- DIRECTIVE -
Report how many lines of the listing contain the word "dark". Give only the number.

(Position identification listing)
* Begin *
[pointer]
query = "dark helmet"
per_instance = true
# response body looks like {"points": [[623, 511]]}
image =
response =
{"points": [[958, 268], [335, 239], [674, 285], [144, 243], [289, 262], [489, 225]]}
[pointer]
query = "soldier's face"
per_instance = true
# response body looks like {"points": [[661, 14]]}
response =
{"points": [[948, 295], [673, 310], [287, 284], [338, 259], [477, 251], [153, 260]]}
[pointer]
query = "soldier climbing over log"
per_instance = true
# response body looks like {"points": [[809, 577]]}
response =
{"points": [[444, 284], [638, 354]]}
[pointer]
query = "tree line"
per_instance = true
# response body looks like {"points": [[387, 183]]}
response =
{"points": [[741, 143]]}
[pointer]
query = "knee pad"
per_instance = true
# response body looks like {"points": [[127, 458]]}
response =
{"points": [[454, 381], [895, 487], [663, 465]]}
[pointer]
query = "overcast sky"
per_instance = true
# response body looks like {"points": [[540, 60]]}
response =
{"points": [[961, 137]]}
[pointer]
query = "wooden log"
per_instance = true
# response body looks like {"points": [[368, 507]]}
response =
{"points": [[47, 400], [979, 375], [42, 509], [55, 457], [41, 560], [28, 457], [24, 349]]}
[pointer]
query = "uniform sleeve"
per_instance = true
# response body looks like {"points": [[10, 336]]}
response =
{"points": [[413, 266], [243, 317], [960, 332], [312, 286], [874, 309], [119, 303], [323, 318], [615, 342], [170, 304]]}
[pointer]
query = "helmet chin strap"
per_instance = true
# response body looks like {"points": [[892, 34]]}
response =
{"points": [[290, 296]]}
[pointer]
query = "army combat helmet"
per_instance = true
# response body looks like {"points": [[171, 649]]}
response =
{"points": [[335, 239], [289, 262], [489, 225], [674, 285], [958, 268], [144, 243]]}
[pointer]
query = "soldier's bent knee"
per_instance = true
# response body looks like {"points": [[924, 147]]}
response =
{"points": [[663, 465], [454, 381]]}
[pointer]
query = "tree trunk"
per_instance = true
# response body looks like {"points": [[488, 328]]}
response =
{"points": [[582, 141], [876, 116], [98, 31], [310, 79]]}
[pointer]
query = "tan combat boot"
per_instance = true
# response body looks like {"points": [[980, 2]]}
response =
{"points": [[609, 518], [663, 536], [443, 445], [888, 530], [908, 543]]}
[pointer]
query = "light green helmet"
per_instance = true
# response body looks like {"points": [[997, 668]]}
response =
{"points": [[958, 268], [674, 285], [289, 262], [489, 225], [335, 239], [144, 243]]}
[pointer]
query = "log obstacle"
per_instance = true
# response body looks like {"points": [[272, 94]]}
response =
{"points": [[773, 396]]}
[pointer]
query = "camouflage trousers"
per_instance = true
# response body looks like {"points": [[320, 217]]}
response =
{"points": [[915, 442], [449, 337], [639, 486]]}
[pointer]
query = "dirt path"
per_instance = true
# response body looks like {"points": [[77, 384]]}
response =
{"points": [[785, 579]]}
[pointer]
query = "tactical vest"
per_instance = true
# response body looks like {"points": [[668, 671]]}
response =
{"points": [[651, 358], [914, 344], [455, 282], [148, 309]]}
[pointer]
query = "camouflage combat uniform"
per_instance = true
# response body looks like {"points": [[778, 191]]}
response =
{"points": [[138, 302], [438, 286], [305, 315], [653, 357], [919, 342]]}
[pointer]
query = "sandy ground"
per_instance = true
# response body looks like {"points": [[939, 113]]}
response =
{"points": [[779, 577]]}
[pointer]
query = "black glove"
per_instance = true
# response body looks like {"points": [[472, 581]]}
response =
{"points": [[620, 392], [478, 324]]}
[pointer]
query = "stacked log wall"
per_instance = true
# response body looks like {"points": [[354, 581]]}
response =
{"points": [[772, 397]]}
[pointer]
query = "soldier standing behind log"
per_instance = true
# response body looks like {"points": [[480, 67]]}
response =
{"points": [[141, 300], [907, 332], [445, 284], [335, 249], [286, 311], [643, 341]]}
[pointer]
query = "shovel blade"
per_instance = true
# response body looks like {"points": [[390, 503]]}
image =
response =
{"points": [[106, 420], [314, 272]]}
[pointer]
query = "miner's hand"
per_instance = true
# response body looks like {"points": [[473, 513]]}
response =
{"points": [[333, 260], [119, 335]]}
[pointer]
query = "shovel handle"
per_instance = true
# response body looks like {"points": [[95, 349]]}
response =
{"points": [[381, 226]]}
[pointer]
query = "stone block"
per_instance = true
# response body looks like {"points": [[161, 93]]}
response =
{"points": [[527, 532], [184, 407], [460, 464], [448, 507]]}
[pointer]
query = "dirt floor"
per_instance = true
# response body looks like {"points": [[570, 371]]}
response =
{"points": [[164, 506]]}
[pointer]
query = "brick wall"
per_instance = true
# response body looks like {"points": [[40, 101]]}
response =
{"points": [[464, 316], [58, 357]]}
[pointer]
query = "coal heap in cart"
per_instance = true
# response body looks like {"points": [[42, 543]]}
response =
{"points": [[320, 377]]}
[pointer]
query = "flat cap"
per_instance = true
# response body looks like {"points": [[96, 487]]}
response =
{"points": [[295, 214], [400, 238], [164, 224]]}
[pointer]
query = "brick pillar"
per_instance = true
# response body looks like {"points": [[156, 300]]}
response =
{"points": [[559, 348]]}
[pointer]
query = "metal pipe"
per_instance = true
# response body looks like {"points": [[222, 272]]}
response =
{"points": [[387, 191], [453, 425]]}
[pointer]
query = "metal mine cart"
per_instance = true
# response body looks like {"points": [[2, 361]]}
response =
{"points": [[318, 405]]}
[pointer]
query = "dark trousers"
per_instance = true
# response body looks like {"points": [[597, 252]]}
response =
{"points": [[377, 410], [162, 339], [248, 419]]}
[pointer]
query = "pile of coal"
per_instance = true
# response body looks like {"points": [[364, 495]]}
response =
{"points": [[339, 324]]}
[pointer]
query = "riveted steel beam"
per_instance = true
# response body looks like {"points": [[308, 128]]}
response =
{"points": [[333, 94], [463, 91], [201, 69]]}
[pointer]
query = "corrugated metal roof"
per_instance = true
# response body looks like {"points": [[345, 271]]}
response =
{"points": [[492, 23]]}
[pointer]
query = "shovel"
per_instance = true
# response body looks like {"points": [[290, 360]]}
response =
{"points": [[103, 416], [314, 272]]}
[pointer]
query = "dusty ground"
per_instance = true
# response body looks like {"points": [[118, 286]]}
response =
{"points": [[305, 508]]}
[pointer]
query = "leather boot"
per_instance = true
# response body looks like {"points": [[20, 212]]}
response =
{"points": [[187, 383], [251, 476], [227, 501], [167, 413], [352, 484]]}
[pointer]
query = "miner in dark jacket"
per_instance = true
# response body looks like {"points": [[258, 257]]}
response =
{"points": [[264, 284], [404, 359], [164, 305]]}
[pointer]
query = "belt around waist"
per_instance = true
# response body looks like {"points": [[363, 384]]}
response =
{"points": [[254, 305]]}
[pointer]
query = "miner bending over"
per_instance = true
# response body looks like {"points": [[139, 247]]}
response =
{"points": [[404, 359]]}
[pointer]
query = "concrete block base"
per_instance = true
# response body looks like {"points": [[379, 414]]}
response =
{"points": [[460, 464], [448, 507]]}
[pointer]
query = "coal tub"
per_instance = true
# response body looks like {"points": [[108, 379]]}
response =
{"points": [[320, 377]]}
* End *
- ANSWER TO THIS PROBLEM -
3